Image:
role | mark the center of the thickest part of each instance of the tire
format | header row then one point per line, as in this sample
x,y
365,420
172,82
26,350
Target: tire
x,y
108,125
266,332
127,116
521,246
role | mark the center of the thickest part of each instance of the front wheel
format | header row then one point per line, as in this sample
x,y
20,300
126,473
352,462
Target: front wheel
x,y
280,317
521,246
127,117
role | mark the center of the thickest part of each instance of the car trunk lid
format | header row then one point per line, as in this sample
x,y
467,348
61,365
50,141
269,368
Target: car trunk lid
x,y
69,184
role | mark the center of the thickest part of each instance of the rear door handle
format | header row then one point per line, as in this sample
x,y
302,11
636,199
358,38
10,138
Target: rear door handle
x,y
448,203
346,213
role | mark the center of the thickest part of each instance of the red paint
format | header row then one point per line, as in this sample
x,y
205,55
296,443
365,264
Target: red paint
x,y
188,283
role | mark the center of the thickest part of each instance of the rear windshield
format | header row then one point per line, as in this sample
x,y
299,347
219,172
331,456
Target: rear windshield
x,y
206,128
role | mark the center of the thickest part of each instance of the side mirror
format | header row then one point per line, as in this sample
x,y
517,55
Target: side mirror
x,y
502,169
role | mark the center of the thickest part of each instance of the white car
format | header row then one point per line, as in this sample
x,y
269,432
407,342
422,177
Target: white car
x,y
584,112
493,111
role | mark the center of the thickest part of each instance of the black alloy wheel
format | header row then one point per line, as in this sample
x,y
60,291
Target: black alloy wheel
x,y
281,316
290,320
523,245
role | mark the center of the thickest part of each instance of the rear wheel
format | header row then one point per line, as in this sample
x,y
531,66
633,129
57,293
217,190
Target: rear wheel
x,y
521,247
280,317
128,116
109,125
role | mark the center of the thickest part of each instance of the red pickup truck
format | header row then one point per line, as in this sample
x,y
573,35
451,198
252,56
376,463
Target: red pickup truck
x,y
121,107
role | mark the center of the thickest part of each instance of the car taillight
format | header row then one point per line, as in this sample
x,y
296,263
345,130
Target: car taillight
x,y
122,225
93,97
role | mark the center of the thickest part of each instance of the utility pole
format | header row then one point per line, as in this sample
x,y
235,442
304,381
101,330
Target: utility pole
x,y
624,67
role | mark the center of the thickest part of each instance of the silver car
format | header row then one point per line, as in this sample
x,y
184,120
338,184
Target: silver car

Instrução »
Transforme em uma lista JSON de strings o trecho que começa na linha que contém "the rear windshield" e vai até a última linha acima, incluindo as duas pontas. Cada linha deve virar uma string, e as linhas em branco ficam de fora.

Resultado da tarefa »
[
  "role | mark the center of the thickest part of each instance of the rear windshield",
  "format | header row then one point per line, as in this sample",
  "x,y",
  "299,347",
  "219,172",
  "331,456",
  "Target: rear windshield",
  "x,y",
  "206,128",
  "role | mark the center of the thickest part of each instance of the side mirror",
  "format | header row then one point per line, as in this sample",
  "x,y",
  "517,55",
  "Target: side mirror",
  "x,y",
  "502,169",
  "role | mark the center of the thickest part of each instance of the white car",
  "format | header row then one point per line, as in this sample",
  "x,y",
  "269,432",
  "407,342",
  "422,177",
  "Target: white car",
  "x,y",
  "584,112",
  "493,111",
  "role | mark the center of the thickest part of each instance of the black alloy wheel",
  "format | header row then one point per line, as in this sample",
  "x,y",
  "60,291",
  "Target: black alloy wheel",
  "x,y",
  "281,316",
  "290,320",
  "523,245",
  "role | mark the center of the thickest part of each instance of the rear wheel",
  "format | header row then one point per line, as in this sample",
  "x,y",
  "531,66",
  "633,129",
  "57,293",
  "217,190",
  "Target: rear wheel",
  "x,y",
  "521,247",
  "280,317",
  "128,116",
  "109,125",
  "role | mark the center of the thickest part of each instance of the red pickup truck",
  "format | header row then one point per line, as in this sample",
  "x,y",
  "573,35",
  "451,198",
  "252,56",
  "376,463",
  "Target: red pickup truck",
  "x,y",
  "121,107",
  "role | mark the center of the thickest part of each instance of the car taillight",
  "format | header row then one point per line, as in this sample",
  "x,y",
  "296,263",
  "345,130",
  "Target: car taillight",
  "x,y",
  "122,225",
  "93,97",
  "role | mark the center of the thickest part of each instance of the utility pole",
  "format | header row then one point per line, as in this sample",
  "x,y",
  "235,442",
  "304,381",
  "101,330",
  "Target: utility pole",
  "x,y",
  "624,67",
  "role | mark the center of the thickest part of each instance of the silver car",
  "format | header row then one point per line, as in this sample",
  "x,y",
  "184,120",
  "338,184",
  "Target: silver car"
]